_DO THIS_
Rewrite the material from the line containing "of the door" through the last line, swapping "thickest part" for "widest part" and leaving everything else unchanged. Return only those lines.

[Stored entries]
-------

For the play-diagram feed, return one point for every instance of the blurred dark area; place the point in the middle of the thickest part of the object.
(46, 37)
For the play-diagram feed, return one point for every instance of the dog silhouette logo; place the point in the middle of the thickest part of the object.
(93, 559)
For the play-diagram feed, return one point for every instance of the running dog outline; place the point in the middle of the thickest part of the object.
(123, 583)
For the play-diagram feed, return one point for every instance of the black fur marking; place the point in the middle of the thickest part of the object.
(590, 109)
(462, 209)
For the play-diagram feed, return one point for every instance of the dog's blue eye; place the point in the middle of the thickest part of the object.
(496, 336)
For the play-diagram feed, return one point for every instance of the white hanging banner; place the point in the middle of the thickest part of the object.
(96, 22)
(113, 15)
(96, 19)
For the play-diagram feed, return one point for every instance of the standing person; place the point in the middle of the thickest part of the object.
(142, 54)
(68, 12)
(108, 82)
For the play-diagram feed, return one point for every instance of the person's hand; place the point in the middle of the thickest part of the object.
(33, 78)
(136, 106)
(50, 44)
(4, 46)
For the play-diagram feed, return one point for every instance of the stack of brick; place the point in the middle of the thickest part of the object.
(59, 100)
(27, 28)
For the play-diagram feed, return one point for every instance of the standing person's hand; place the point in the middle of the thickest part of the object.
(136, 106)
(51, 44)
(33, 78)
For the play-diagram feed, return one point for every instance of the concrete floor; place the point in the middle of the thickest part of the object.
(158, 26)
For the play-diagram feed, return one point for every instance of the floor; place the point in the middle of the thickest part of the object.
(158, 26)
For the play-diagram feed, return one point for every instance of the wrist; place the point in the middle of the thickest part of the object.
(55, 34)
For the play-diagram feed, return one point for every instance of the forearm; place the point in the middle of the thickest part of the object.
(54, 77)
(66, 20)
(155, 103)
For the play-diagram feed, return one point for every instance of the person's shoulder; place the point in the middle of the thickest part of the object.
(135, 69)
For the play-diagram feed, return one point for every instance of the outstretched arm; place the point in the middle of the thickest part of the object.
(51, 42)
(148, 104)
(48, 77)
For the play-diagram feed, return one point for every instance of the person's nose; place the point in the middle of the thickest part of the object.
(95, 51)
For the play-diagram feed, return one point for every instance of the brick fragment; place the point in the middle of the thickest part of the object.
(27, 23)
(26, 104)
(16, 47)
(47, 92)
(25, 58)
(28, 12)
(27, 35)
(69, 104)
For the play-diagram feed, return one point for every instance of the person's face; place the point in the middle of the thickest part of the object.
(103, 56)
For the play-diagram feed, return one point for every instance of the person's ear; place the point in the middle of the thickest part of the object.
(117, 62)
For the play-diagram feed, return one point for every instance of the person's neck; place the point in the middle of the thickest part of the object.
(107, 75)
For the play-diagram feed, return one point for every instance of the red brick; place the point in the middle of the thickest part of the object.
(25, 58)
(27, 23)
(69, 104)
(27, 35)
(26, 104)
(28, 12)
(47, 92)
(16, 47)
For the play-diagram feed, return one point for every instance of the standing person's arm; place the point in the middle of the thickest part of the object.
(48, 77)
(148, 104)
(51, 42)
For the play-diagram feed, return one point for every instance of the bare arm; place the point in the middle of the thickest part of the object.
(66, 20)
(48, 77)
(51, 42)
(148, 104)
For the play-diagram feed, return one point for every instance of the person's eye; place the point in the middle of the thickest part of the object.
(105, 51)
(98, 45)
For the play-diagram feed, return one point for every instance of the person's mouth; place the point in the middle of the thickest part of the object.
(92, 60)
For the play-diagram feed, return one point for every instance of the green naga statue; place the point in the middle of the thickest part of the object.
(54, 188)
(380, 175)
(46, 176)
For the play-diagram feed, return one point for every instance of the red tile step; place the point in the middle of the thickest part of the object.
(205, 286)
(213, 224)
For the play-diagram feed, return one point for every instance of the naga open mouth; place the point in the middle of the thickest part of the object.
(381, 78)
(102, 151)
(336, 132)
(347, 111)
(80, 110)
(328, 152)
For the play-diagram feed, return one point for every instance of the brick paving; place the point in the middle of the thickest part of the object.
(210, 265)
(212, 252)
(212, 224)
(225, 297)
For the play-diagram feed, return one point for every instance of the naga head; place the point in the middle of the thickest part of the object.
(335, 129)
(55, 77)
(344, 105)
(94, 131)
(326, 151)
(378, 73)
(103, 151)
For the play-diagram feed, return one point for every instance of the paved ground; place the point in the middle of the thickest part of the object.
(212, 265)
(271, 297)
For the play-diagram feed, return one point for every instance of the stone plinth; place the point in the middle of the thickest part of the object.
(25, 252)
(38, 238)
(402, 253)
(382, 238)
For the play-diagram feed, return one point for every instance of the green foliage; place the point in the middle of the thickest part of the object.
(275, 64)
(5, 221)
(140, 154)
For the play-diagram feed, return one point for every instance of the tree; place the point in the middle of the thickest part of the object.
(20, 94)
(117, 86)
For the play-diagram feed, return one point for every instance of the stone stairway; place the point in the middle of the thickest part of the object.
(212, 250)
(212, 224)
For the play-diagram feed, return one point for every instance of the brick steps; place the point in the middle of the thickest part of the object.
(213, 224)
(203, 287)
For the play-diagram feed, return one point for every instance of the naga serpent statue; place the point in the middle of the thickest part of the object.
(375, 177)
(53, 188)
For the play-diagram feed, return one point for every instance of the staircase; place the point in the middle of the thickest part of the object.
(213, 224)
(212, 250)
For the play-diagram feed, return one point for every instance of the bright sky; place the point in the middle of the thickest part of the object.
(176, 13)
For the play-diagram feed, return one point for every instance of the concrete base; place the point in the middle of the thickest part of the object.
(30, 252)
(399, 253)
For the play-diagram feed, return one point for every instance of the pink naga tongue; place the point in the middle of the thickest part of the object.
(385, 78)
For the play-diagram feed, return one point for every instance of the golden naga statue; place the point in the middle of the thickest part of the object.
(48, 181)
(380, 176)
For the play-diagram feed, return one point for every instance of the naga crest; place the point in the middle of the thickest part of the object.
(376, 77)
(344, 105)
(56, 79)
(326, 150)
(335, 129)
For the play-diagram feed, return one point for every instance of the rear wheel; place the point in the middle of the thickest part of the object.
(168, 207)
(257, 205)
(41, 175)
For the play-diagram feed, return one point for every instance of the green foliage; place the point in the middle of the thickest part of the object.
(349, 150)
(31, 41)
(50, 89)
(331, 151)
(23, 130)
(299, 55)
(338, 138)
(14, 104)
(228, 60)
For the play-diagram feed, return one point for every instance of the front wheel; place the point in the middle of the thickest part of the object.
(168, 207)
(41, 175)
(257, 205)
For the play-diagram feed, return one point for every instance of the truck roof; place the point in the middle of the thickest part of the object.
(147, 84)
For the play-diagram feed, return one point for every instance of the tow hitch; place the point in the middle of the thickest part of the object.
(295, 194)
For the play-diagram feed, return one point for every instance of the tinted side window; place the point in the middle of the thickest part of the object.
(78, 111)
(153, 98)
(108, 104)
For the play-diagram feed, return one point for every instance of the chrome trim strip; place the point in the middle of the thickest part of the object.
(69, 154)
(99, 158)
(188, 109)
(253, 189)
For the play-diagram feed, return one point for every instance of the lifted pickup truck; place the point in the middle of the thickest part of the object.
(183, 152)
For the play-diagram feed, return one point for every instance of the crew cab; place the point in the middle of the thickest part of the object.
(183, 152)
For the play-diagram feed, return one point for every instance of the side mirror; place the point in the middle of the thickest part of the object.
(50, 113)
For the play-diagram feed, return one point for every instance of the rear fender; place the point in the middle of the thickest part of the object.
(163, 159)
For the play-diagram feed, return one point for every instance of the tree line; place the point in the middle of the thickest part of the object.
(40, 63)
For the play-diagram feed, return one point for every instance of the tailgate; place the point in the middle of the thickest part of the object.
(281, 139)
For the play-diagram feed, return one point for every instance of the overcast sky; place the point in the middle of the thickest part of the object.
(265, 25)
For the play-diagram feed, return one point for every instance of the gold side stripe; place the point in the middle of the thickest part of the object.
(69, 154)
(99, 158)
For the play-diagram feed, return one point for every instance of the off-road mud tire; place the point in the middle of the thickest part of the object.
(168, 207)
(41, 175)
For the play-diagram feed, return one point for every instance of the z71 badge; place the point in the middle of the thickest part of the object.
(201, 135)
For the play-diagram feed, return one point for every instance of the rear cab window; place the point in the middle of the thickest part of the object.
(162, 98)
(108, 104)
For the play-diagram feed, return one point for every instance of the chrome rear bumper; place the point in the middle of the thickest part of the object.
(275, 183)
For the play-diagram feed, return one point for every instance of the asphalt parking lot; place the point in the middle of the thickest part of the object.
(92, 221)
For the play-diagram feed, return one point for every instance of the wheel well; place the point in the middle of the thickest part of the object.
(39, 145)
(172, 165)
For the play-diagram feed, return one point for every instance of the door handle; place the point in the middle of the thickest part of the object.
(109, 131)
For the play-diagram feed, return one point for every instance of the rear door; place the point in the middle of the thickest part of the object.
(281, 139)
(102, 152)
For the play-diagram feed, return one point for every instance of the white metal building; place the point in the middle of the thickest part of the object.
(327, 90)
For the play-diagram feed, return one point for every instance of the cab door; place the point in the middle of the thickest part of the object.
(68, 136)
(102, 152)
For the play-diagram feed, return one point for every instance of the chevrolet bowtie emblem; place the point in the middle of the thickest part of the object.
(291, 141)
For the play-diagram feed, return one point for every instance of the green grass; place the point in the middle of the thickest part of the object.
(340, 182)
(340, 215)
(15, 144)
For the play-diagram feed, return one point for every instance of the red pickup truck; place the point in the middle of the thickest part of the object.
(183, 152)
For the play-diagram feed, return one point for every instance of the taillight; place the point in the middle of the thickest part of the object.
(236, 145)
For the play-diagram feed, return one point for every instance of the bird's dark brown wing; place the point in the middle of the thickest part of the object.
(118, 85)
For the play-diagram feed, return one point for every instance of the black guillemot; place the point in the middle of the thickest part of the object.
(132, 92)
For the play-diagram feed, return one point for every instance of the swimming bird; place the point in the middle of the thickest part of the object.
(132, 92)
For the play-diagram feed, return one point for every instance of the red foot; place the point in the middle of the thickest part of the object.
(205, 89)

-------

_RESPONSE BELOW_
For the play-diagram feed, return one point for every instance of the door handle; place the point in the middle of the widest part of the object.
(109, 131)
For the play-diagram feed, return one point for every instance of the rear door; place the point in the middle of the widest part of the object.
(281, 139)
(102, 152)
For the play-diagram feed, return one point for every instance of the white metal building; place the point in the middle of the widest part of the object.
(327, 90)
For the play-diagram feed, return one point for every instance of the cab door; place the point in the middle of the widest part of the object.
(68, 136)
(102, 152)
For the play-diagram feed, return one point for every instance of the chevrolet bowtie emblem; place the point in the middle of the widest part of the object.
(291, 141)
For the play-diagram feed, return one point for every instance of the green grass; place the point in the middle of the widest part of the object.
(340, 182)
(340, 215)
(15, 144)
For the play-diagram feed, return one point for every instance of the red pickup truck; place the point in the middle of the widest part of the object.
(183, 152)
For the play-diagram feed, return one point for every instance of the taillight; place the point in the middle of the widest part of the object.
(236, 145)
For the play-diagram feed, return one point for every instance of the bird's dark brown wing; place the point in the middle of the widest part of the object.
(118, 85)
For the play-diagram feed, return one point for every instance of the black guillemot; place the point in the middle of the widest part of the object.
(132, 92)
For the play-diagram feed, return one point for every instance of the swimming bird; place the point in the middle of the widest part of the object.
(132, 92)
For the play-diagram feed, return one point for every instance of the red foot; place the point in the middle of the widest part of the object.
(205, 89)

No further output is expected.